[start of Provided text]

In Philadelphia, the Samual S. Fleisher Art Memorial is sponsoring the creation of the Liberty Belle Cape — a "trousseau" gift for Lady Liberty made to monumental scale — in collaboration with the Mummers Museum and other area cultural institutions. The Cape will be presented to the public on New Year's Day during the Mummers Parade.*
Beaver College Art Gallery is participating in this project by presenting Liberty's "engagement" ring and other Honeymoon Project related material to provide a further context in which Miralda's vision, the presentation of the Cape, and the "Honeymoon Project" as a metaphor for cultural exchange can be understood.
This exhibition continues "Transformations", a series of installations for Beaver College Art Gallery. It has been funded in part by a grant from the Commonwealth of Pennsylvania Council on the Arts, the Friends of Beaver College Art Gallery, the Forum Committee, and the Department of Fine Arts.
ABOUT THE ARTIST
Since the early 1970s, Miralda, who lives in Barcelona and New York City, has created large scale sculptures, video works, and environments which he employs within performance works based upon the symbolic aspects of traditional popular ceremonies and events, such as processions, parades, and rituals of good preparation and dining. His work is uniquely attuned to the mythology of everyday life. Critic and curator Pierre Restany has written of Miralda, "...[his work] attaches itself to a situation, analyzes its causes and effects, its sociological structures and their semantic correspondences... he studies customs and isolates usages and habits; he heightens their aesthetic and poetic transference, their projection into the universe of the feast."

[end of Provided text]
[start of Recorded information]

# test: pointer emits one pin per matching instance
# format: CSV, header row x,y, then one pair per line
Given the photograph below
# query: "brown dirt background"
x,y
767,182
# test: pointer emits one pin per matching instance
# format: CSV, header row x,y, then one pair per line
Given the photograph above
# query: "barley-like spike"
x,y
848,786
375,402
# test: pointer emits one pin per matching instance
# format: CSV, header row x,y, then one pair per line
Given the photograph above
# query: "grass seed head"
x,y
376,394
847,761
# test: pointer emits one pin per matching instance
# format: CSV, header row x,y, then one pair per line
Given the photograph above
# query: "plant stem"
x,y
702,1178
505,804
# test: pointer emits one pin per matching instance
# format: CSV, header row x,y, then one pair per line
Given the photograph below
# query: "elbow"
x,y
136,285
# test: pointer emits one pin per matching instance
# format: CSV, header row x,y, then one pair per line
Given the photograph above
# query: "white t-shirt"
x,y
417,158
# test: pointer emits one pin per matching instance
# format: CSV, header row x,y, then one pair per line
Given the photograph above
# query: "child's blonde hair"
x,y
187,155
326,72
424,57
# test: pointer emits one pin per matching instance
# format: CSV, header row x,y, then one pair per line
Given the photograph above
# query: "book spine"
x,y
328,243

[end of Recorded information]
[start of Recorded information]

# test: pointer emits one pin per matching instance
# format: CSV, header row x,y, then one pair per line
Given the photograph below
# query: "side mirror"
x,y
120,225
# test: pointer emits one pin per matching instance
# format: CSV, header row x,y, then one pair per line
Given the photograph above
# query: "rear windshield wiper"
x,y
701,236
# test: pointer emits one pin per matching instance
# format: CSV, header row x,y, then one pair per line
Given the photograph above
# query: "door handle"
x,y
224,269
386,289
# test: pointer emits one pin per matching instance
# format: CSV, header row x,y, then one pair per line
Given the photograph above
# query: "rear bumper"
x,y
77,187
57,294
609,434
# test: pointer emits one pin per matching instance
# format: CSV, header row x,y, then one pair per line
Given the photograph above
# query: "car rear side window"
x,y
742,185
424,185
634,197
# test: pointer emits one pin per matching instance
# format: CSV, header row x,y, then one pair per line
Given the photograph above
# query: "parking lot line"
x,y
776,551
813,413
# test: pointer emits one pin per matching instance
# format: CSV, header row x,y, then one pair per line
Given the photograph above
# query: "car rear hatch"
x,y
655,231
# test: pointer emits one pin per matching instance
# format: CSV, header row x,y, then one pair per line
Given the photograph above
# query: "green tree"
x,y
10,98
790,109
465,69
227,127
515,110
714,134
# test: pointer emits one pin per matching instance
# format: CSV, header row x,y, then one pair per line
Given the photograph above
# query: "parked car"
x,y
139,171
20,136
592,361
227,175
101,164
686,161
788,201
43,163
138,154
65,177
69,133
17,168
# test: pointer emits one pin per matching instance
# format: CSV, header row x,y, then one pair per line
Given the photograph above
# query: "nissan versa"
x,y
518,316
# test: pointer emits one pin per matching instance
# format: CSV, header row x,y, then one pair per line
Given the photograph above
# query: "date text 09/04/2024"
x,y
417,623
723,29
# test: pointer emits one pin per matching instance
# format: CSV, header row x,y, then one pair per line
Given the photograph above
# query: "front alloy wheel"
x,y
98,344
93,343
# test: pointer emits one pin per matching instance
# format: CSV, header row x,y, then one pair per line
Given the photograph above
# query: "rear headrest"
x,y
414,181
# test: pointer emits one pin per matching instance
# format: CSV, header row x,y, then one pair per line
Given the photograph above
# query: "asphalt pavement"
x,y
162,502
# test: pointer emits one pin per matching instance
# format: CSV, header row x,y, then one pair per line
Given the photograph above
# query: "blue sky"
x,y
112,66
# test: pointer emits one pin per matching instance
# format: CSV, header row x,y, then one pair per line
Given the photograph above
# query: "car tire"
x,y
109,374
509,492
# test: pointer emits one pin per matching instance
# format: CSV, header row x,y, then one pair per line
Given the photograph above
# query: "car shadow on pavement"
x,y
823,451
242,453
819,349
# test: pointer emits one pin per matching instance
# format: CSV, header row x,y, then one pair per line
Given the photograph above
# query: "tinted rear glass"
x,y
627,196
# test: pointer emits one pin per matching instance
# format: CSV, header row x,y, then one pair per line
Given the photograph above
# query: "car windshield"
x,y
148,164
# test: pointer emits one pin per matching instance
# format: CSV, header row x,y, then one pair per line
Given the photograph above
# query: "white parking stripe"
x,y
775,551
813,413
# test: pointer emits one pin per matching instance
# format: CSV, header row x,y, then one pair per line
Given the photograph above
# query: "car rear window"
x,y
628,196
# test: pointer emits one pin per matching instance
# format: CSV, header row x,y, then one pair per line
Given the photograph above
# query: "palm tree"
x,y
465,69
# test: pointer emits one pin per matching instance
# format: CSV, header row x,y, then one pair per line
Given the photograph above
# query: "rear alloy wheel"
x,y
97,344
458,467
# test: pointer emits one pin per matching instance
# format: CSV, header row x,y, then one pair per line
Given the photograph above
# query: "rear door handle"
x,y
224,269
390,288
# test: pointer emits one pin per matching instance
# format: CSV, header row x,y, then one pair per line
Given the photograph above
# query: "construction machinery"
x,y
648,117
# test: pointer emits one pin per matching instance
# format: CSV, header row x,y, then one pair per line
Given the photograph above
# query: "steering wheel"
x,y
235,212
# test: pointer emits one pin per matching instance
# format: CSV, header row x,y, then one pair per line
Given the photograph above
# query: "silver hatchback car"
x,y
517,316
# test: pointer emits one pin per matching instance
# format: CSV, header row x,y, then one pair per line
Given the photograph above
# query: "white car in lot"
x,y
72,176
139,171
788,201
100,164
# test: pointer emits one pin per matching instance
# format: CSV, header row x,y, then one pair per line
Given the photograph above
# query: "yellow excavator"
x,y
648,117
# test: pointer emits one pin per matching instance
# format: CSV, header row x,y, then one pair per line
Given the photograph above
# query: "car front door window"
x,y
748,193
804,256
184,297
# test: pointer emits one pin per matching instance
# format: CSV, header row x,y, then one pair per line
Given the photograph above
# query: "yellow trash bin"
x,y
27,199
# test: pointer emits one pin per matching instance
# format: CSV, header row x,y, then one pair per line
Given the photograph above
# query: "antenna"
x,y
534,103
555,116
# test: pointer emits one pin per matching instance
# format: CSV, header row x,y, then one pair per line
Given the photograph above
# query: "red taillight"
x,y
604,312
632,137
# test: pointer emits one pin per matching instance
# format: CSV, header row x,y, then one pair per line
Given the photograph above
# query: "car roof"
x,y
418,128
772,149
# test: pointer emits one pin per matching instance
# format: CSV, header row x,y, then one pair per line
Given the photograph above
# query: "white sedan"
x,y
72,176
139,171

[end of Recorded information]

**Work to complete**
1. Condense the paragraph of the exhibition text that begins "This exhibition continues" into a short list that keeps its main facts.
2. Extract a passage from the exhibition text word for word, beginning at the words "This exhibition continues" and stopping after the words "of Fine Arts.".
The data above are separate material, apart from the exhibition text.

**Exercise responses**
1.
- Part of "Transformations," a series of installations for Beaver College Art Gallery
- Funded in part by:
  - a grant from the Commonwealth of Pennsylvania Council on the Arts
  - the Friends of Beaver College Art Gallery
  - the Forum Committee
  - the Department of Fine Arts

2.
This exhibition continues "Transformations", a series of installations for Beaver College Art Gallery. It has been funded in part by a grant from the Commonwealth of Pennsylvania Council on the Arts, the Friends of Beaver College Art Gallery, the Forum Committee, and the Department of Fine Arts.